# Reading text
════════

The lowest priced Ford Galaxy (a petrol fuelled example with huge running costs) costs more than £25,000 - once the automatic gearbox I have to have is added.

It took me four months of research to determine that the Galaxy I have is the CHEAPEST vehicle that meets my needs - carry my wheelchair, allow me to drive independently while retaining room for a couple of passengers in modest comfort.

At present, Motability define 'Wheelchair Accessible Vehicles' (WAVs) quite stringently. Most are designed to carry the wheelchair user as a passenger. Those that aren't lose most of the passenger seats in allowing the wheelchair user access to the driver's seat. Being based for the most part on commercial vehicle chassis they are larger, heavy fuel inefficient vehicles, or are based on small vans.

Motability doesn't classify my car as a WAV even though its clear and sole purpose (in my hands) is to house the large tail-lift that lifts the 160Kg of my powered wheelchair in and out. Their distinction seems to be that the vehicle was not delivered as a WAV (ie; one having been already converted by a recognised WAV manufacturer) but was converted by one of their specialist conversion companies after they leased it to me. A procedural and bureaucratic distinction that also means that, as a result, I also picked up most of the conversion costs.

If you understand that distinction, I'd be pleased to hear from you. As I don't understand it!

Still, I have a vehicle that suits me and my circumstances. My alternative - and the one now left to me, should I decide to replace my Motability vehicle with another when its lease comes to an end - would be a larger, very much more expensive  WAV. Why shouldn't I be allowed to contribute MY MONEY toward a vehicle that *I* choose?

════════

[Excerpts from a point labeling dataset]
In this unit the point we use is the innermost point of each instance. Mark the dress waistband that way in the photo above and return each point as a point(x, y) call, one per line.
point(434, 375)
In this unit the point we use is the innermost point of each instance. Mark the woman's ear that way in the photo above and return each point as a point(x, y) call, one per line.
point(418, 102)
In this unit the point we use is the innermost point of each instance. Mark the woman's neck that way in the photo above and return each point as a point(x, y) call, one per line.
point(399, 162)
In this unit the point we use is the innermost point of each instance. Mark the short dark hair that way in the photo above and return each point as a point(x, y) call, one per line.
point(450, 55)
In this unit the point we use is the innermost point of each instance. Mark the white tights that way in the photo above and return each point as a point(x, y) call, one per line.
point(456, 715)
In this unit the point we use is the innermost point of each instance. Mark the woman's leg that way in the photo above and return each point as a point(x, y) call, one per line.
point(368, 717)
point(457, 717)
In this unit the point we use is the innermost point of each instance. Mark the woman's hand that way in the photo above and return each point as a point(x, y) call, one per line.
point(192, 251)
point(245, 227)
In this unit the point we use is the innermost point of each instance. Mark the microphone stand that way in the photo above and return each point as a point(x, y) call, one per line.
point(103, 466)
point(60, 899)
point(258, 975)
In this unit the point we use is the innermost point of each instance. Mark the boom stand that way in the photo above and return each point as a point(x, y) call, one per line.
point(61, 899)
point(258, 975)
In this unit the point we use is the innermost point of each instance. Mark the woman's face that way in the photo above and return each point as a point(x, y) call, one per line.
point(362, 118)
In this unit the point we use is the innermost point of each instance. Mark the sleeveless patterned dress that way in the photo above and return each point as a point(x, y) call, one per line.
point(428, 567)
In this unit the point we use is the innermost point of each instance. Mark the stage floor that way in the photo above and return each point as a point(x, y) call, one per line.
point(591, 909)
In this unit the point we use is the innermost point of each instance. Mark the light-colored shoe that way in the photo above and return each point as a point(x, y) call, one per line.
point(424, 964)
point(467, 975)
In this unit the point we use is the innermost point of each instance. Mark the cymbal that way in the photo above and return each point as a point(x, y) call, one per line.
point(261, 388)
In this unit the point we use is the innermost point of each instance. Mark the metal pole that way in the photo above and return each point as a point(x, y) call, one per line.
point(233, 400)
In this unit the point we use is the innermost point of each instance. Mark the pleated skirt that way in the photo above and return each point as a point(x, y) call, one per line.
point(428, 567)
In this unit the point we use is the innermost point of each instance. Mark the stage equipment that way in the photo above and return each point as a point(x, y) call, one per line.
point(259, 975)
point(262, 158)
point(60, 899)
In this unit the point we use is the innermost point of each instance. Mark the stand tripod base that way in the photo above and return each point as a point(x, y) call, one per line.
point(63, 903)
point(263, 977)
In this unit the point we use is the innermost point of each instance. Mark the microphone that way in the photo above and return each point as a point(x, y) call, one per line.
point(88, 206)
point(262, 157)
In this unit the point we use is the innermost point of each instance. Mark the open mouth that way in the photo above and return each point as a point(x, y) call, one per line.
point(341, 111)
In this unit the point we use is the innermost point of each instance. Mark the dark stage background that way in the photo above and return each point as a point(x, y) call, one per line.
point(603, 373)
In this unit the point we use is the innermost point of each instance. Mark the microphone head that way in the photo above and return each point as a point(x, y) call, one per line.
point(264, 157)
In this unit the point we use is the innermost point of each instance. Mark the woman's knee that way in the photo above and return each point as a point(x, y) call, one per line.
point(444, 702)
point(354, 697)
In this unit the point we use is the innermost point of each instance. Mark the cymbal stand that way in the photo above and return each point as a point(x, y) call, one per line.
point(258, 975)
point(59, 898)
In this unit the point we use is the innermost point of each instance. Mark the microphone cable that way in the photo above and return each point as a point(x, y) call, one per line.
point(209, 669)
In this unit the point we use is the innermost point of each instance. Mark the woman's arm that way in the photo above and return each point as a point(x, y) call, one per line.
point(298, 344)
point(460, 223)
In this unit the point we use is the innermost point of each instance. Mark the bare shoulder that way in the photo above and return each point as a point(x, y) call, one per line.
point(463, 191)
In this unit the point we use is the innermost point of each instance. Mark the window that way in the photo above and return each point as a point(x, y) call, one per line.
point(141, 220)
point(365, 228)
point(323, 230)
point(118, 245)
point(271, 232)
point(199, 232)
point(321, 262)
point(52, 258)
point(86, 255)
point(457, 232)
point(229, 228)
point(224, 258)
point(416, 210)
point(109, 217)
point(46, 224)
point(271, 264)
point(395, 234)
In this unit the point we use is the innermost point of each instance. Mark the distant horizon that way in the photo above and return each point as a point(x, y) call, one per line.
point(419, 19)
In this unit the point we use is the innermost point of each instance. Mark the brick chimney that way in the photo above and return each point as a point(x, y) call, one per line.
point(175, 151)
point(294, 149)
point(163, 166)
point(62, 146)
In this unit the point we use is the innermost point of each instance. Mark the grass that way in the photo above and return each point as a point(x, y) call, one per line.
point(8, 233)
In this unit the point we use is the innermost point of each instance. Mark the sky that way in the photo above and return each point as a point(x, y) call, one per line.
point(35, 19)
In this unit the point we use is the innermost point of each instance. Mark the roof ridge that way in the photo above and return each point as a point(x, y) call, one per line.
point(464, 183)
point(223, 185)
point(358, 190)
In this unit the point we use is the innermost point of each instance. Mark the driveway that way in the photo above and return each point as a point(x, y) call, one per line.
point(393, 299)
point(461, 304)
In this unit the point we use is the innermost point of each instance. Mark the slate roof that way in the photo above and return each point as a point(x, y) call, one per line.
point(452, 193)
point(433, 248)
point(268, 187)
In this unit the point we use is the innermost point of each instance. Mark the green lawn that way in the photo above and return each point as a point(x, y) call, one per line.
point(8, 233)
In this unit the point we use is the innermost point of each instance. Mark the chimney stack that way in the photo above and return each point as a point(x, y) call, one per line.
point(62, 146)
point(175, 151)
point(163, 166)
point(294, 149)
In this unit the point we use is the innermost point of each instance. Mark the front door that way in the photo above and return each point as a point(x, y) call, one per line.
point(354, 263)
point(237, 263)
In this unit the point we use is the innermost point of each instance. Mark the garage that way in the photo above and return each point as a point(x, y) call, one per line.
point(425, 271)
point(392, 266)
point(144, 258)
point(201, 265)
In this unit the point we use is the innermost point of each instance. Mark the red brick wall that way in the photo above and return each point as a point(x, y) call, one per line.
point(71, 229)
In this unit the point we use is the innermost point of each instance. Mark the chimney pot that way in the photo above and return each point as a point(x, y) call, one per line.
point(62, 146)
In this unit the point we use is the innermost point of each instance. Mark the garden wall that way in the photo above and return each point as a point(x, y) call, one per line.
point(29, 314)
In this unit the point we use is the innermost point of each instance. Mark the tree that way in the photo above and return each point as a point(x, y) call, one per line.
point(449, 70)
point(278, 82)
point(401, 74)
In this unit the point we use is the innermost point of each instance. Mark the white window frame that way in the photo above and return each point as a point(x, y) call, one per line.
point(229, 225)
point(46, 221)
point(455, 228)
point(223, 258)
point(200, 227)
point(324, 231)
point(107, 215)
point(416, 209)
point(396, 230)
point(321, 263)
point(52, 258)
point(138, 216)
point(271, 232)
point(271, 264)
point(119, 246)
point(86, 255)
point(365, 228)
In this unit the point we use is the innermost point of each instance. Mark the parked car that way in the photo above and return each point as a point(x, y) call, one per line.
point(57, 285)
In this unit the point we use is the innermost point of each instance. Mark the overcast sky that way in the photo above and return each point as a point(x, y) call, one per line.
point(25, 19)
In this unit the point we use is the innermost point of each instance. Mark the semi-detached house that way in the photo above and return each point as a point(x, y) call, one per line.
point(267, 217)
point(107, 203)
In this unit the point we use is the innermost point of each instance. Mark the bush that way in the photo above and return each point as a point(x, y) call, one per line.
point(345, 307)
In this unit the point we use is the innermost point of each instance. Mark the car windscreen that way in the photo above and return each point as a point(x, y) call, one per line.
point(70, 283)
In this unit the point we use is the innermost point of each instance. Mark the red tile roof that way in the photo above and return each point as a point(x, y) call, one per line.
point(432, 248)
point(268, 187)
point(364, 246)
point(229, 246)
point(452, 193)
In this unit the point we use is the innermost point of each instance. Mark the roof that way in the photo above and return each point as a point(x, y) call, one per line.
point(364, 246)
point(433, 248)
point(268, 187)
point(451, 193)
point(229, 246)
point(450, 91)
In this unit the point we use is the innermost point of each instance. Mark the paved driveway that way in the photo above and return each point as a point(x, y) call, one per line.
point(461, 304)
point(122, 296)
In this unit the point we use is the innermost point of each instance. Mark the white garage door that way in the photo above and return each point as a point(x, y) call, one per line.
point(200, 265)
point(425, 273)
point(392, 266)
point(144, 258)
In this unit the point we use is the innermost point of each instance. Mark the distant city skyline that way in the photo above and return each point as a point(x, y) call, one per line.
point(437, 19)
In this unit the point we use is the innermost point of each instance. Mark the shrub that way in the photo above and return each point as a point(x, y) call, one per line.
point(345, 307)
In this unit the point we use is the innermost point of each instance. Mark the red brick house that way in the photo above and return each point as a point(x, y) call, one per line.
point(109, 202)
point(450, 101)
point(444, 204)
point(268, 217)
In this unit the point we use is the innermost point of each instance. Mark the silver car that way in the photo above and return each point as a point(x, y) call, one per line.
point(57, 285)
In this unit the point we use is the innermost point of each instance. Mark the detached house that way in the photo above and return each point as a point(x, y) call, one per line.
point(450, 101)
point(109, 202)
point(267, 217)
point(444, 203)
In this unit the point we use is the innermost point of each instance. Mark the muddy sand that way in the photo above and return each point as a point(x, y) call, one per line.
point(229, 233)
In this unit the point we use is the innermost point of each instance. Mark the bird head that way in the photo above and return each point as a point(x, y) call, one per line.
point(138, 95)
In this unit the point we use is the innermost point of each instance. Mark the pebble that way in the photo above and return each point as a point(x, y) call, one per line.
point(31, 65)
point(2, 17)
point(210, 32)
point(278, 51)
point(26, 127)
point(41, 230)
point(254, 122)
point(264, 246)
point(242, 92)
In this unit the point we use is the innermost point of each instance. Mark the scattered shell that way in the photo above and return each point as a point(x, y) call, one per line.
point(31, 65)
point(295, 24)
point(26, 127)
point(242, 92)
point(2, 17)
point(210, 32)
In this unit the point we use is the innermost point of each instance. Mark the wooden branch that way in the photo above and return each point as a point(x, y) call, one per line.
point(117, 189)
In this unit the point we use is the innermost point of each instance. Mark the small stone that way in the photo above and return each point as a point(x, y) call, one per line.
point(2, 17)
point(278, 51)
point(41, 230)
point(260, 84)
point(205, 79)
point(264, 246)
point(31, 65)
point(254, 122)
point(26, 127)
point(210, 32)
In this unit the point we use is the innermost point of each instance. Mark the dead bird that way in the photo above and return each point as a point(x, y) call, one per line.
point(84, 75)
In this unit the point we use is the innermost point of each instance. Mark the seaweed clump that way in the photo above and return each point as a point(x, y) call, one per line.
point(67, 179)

════════

# Problems to work on
1. Reproduce the passage from the text about the Motability car word for word, beginning at "The lowest priced" and stopping after "in modest comfort.".
2. Resume the text about the Motability car after its final sentence and continue writing it.

# Answer set
1.
The lowest priced Ford Galaxy (a petrol fuelled example with huge running costs) costs more than £25,000 - once the automatic gearbox I have to have is added.

It took me four months of research to determine that the Galaxy I have is the CHEAPEST vehicle that meets my needs - carry my wheelchair, allow me to drive independently while retaining room for a couple of passengers in modest comfort.

2.
Without my Motability vehicle I would be completely housebound. Certainly unable to contribute to David Cameron's "Big Society". Still, at least I was able to work long enough (and hard enough) before becoming disabled to gain the funds to allow me some choice in the matter.

Well done, Daily Mail.

Thanks to your tireless campaigning, it looks like I'll be forced in future to choose a massive, MORE expensive vehicle that uses more fuel and costs more to run.

Very well done indeed. NOT!

This kind of cheap journalism looks like a win-win for the paper. On the one hand it appeals to a readership who seem only too happy to see "the disabled" as spongers, for ever getting handouts ... including expensive new cars that the paper's readership struggle to buy themselves. On the other hand, those who are the target of this shortsighted and jealous bullying campaign don't have enough of a voice to effectively shout back.

I see that the knuckle-heads who came up with these "cost-saving" measures also intend to disadvantage younger drivers by making them wait until they are 21 years old so as to save on insurance costs. Perhaps they can explain how this measure marries with demands that disabled people should get off their backsides and get into paid employment. If they can't get out of the house, how are they supposed to get to work? Are younger disabled people not entitled to a social life? Or do their own shopping? Get to the doctors?

When did a Daily Mail journallist last try to get to work by bus or train ... with a wheelchair or some other mobility problem?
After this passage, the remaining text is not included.